# Before you start
1. **Don't edit this file, make a copy first:**
  * Click on File -> Save a copy in Drive

2. Also do the following:
  * Click on Runtime -> Change runtime type -> Make sure hardware accelerator is set to GPU

3. I recommend going through this notebook TWICE. The first time, just try and get a feel for the overall structure of the code, and how it's similar to FastAI. The second time, try unhiding the functions to get a feel for how pytorch is different to FastAI.

# Introduction to PyTorch

This workshop is going to be a runthrough of creating a deep learning system with PyTorch.

I've tried to simplify things as much as possible, wrapping the code into functions. The code should hopefully feel similar to the FastAI code from last week.

I've hidden the code for the functions so you can get a feel for how the whole system works and how it compares to the FastAI approach, but once you get a feel for the structure of the code, I really recommend trying to open up the hidden functions and go through them with your demonstrator to see how pytorch works.

You should find the notebook is structured as follows:
1. Create the dataset
2. Creating a model
3. Training and testing the model
4. Evaluate the model


# Library Imports
PyTorch is called "torch" when importing

In [None]:
import torch
from torch import nn
from torch import optim
from torchvision import datasets, models
from torchvision import transforms as T
import torchvision.transforms.functional as F
import torch.backends.cudnn as cudnn

import matplotlib.pyplot as plt
import sklearn.metrics as skMet
import numpy as np
from tqdm.notebook import tqdm

# Dataset functions
(Open up to see what the dataset function contains)

• [Entries supplied]
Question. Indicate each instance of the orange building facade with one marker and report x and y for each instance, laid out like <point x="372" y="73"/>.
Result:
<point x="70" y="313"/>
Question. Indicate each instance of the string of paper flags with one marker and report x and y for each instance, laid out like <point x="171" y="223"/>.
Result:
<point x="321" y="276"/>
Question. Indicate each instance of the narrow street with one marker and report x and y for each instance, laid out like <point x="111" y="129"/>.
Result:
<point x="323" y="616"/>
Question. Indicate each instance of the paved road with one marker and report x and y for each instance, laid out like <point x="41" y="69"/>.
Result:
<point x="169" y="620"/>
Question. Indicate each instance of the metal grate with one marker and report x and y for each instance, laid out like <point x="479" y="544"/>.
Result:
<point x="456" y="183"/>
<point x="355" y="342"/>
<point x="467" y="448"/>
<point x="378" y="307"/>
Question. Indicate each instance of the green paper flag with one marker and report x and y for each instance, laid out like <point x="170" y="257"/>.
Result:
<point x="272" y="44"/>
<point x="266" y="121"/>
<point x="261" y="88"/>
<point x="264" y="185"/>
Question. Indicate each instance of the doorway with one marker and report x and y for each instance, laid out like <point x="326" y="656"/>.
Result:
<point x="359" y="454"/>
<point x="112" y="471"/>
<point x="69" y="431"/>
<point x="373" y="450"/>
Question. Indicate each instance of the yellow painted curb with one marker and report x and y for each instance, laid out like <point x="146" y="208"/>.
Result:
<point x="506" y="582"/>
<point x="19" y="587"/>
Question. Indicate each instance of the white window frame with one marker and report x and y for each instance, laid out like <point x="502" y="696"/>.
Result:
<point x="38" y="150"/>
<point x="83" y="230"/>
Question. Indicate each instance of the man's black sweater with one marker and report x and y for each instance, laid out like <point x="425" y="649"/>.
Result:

• [Your tasks]
a - In the PyTorch notebook, duplicate the passage from "This workshop is" to "from last week.".
b - According to the PyTorch notebook, what should the hardware accelerator be set to under the runtime type?

• [Worked answers]
a -
This workshop is going to be a runthrough of creating a deep learning system with PyTorch.

I've tried to simplify things as much as possible, wrapping the code into functions. The code should hopefully feel similar to the FastAI code from last week.

b - GPU